**Exercise input:**
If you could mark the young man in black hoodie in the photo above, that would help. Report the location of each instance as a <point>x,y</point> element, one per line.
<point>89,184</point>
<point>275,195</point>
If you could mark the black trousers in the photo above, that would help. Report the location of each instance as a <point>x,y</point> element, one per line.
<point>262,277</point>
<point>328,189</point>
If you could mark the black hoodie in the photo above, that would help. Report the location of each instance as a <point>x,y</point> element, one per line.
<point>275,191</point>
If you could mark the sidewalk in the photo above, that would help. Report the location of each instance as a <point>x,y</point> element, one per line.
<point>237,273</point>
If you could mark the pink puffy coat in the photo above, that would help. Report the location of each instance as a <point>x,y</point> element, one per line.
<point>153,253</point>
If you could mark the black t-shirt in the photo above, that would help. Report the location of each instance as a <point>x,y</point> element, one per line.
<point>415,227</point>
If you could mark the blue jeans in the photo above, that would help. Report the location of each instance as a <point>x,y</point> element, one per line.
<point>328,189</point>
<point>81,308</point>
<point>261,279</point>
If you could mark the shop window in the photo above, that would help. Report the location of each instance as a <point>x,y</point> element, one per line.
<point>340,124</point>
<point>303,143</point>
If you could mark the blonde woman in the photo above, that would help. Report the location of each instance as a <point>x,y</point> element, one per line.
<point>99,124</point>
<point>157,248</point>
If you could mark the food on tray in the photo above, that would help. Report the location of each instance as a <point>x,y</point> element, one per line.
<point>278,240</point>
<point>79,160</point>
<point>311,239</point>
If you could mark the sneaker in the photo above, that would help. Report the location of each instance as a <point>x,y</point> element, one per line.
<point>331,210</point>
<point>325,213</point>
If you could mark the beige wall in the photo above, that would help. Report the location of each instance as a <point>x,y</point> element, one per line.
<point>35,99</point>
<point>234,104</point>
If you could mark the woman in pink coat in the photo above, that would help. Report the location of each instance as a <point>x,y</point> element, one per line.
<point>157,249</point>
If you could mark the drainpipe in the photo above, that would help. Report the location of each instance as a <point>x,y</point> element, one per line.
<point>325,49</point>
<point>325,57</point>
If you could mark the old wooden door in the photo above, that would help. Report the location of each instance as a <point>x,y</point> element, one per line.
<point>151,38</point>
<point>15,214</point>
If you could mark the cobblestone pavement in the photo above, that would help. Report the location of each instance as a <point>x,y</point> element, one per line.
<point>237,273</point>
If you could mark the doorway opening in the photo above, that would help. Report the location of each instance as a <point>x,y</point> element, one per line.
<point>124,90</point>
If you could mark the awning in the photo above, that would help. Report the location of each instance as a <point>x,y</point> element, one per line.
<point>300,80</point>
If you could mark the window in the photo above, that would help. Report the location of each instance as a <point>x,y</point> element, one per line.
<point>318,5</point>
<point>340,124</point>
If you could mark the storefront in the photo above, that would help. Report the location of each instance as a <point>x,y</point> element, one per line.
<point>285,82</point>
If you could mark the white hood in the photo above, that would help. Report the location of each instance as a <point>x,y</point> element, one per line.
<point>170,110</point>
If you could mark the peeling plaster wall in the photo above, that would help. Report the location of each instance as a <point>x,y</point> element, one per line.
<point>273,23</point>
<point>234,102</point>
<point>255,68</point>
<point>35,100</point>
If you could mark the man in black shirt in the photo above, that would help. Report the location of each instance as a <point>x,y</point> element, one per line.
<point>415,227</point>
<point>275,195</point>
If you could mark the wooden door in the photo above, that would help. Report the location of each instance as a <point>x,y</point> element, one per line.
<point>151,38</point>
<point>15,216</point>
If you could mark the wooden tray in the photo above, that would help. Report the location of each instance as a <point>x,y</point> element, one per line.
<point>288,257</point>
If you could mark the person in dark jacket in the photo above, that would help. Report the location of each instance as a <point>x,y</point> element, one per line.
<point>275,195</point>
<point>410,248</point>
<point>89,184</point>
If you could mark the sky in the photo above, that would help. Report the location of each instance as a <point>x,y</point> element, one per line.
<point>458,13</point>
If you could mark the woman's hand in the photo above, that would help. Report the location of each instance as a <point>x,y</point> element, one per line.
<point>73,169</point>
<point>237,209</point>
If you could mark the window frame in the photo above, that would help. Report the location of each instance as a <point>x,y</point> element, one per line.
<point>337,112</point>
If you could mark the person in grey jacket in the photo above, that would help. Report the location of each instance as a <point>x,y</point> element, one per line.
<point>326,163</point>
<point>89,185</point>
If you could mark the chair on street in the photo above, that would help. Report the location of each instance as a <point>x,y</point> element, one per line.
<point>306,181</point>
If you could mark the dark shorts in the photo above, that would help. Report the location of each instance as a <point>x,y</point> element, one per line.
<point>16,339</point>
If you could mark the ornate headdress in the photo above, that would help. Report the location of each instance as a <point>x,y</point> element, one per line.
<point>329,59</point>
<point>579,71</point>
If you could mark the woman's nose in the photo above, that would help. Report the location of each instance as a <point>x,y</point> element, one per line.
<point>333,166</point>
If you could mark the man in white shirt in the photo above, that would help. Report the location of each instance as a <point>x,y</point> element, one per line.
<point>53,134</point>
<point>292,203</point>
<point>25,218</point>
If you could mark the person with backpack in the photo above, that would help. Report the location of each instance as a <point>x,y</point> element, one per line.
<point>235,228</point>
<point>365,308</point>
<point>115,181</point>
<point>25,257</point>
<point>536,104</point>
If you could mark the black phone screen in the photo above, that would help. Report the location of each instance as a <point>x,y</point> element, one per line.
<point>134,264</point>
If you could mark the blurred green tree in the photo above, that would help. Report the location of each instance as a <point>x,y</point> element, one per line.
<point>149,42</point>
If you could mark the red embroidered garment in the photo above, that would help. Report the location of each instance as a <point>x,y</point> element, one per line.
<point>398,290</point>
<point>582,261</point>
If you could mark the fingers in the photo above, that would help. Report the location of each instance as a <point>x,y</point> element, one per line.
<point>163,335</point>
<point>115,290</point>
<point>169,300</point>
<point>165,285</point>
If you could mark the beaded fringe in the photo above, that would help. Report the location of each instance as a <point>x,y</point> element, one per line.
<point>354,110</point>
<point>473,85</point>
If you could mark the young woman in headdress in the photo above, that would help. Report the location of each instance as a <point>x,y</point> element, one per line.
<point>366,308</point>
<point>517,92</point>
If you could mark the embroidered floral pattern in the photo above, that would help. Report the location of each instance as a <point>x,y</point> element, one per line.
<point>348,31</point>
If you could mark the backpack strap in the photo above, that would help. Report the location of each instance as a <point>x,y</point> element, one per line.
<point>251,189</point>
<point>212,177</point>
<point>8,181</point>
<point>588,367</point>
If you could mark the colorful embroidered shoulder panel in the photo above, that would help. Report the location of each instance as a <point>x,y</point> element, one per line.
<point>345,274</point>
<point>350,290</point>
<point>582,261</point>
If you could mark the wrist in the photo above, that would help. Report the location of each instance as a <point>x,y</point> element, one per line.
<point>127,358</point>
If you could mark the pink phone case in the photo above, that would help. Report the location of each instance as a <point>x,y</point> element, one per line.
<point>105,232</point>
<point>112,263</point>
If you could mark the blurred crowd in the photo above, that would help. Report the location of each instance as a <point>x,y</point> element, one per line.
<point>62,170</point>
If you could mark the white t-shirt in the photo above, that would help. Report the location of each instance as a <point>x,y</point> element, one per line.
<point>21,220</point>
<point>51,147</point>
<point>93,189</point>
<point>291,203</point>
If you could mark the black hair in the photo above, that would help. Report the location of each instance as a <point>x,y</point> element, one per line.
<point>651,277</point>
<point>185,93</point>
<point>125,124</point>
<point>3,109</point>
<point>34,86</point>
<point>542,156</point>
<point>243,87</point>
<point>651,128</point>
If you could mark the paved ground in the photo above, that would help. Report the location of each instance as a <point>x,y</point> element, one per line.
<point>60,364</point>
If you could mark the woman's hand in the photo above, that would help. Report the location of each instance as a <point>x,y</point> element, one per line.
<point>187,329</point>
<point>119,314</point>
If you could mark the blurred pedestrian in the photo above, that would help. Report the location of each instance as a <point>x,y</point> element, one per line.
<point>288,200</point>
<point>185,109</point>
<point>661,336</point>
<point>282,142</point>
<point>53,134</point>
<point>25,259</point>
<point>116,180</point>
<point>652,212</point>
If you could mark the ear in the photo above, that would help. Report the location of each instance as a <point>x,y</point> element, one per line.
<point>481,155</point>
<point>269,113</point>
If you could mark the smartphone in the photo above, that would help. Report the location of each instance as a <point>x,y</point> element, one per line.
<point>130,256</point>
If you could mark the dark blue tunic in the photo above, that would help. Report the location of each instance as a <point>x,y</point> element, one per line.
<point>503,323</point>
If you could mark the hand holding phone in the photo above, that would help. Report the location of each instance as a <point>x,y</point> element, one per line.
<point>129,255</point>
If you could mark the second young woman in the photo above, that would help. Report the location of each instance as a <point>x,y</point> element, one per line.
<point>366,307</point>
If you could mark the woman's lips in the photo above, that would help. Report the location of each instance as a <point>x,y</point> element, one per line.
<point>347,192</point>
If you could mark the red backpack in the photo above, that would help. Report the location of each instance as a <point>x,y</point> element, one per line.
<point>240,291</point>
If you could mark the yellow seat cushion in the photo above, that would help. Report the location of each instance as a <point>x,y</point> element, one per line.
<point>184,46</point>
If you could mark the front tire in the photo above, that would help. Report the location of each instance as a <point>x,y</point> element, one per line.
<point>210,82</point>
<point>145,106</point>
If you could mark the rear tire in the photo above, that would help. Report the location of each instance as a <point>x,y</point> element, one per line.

**Exercise:** Render the lines from the one containing "If you could mark the window in" through the one containing "<point>237,209</point>", both included, as a Markdown table with columns Row and Line. Number each line in Row and omit blank lines.

**Reply:**
| Row | Line |
|---|---|
| 1 | If you could mark the window in the photo above, that would help. Report the location of each instance as a <point>x,y</point> element, one per line. |
| 2 | <point>318,5</point> |
| 3 | <point>340,124</point> |
| 4 | If you could mark the storefront in the photo above, that would help. Report the location of each instance as a <point>x,y</point> element, one per line. |
| 5 | <point>285,82</point> |
| 6 | If you could mark the white hood in the photo above, that would help. Report the location of each instance as a <point>x,y</point> element, one per line. |
| 7 | <point>170,110</point> |
| 8 | If you could mark the peeling plaster wall in the photo above, that would help. Report the location of each instance as a <point>x,y</point> element, one per line. |
| 9 | <point>273,23</point> |
| 10 | <point>234,102</point> |
| 11 | <point>255,68</point> |
| 12 | <point>35,100</point> |
| 13 | If you could mark the man in black shirt in the photo above, that would help. Report the location of each instance as a <point>x,y</point> element, one per line. |
| 14 | <point>415,227</point> |
| 15 | <point>275,195</point> |
| 16 | If you could mark the wooden door in the photo above, that would help. Report the location of each instance as a <point>x,y</point> element, one per line. |
| 17 | <point>151,38</point> |
| 18 | <point>15,216</point> |
| 19 | If you could mark the wooden tray in the photo above, that would help. Report the location of each instance as a <point>x,y</point> element, one per line. |
| 20 | <point>288,257</point> |
| 21 | If you could mark the person in dark jacket in the photo above, that would help. Report the location of each instance as a <point>x,y</point> element, one per line. |
| 22 | <point>275,195</point> |
| 23 | <point>410,248</point> |
| 24 | <point>89,184</point> |
| 25 | If you could mark the sky in the photo above, that would help. Report the location of each instance as a <point>x,y</point> element, one per line. |
| 26 | <point>458,13</point> |
| 27 | If you could mark the woman's hand in the photo above, that would help. Report the location of each instance as a <point>x,y</point> element, one per line. |
| 28 | <point>73,169</point> |
| 29 | <point>237,209</point> |